=== Exercises to complete ===
**a)** List the categories into which the CM Security Master review says the app sorts the issues its scan uncovers.
**b)** Write the next part of the CM Security Master review, picking up after its final sentence.

The latter feature was one of the wishes I expressed for the app when I reviewed it last year. But pairing this with the VPN service makes CM Security's VIP pricing hard to justify, unless you really need a VPN and want the integrated experience. There are certainly less-expensive VPN options on the market; $35.99 could also buy a year's subscription to Private Internet Access, which would cover all of your devices.
Moreover, while the lack of ads in the premium version of the app is nice, the constant reminders to add or use other features of CM Security Master itself still make it feel like I'm being advertised to, even if it's only by CM.
Another change to CM Security Master since we last reviewed it was the removal of the prominent button to scan for malware when you first open the app, which was a convenience I really appreciated. The app can be a bit overwhelming, with all of the options and add-ons that it throws at you. That button was one simple touch that allowed you to jump into the app, quickly scan for malware and get back out.
To access malware scanning, you now tap the Scan button in the lower-left corner of the main screen, and a scan begins immediately. The app then presents you with any issues it uncovers across three categories; Security, Internet and Privacy.
Gone is the concept of a quick scan versus a full scan. If you want to achieve the same result as the old full scan, you now need to follow up the main scan feature by opening the menu in the upper right and tapping Scan Files. In my case, this took an additional 5 seconds.

=== Data listing ===
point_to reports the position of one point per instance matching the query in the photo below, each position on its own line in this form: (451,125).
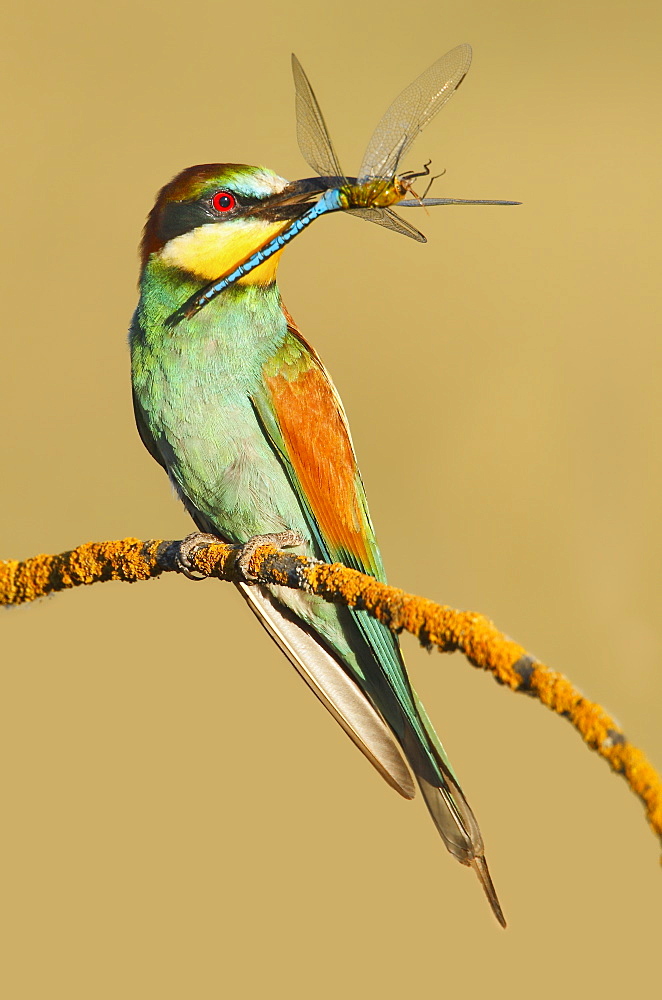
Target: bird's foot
(281,539)
(188,547)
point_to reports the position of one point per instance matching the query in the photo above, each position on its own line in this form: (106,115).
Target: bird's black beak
(295,199)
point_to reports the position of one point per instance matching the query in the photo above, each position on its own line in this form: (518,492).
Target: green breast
(193,386)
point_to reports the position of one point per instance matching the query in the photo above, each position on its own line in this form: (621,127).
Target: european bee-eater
(239,410)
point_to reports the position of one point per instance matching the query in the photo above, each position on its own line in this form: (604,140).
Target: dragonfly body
(239,410)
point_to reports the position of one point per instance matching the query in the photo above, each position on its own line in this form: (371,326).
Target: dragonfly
(378,186)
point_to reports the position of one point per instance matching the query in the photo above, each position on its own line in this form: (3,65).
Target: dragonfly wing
(312,134)
(390,220)
(411,111)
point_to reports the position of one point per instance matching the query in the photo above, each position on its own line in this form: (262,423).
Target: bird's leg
(188,547)
(281,539)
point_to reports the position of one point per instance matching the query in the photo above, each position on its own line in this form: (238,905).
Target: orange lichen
(433,624)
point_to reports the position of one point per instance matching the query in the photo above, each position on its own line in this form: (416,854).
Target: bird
(237,407)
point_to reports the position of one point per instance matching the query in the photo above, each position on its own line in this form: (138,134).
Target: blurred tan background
(180,817)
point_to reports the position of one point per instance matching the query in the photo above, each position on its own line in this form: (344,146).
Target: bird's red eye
(223,201)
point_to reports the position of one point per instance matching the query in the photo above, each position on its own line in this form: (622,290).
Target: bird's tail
(451,813)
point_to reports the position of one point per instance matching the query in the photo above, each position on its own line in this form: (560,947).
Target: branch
(432,624)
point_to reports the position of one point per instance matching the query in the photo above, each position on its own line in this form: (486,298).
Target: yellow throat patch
(211,251)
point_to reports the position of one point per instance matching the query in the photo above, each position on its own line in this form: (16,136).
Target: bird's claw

=== Outputs in order ===
**a)** Security, Internet, Privacy

**b)**
The option to schedule a scan to occur daily, weekly or monthly is still available. We would still like more control over this feature, such as condition-based scans or specifically timed scans.
CM Security still lacks web protection, a feature that every other app we reviewed offers. Instead, it provides a private browser ("Safe Browser") that protects you when you're surfing the web on your device. You can add a shortcut to Safe Browser and even shortcuts to specific sites you want to use with Safe Browser. But, ultimately, this just isn't as convenient as being protected in the browser of your choice.
CM Security Master's malware-detection rates fluctuate a bit more than some other vendors' detection rates. In German independent lab AV-TEST's September 2017 evaluations of Android security products, CM Security Master got a perfect score, detecting 100 percent of the 3,016 "real-time" malware threats used, as well as 100 percent of the 2,917 samples that had been collected in the previous four weeks.
But in a previous round of tests in July 2017, CM Security stopped only 99.0/99.3 percent. The latter score was below the average detection rate among the 19 Android security apps AV-TEST evaluated in July, and a big drop-off from the perfect 100/100 rates it had registered in May 2017. In March 2017, CM Security Master's scores were 99.8/100 percent.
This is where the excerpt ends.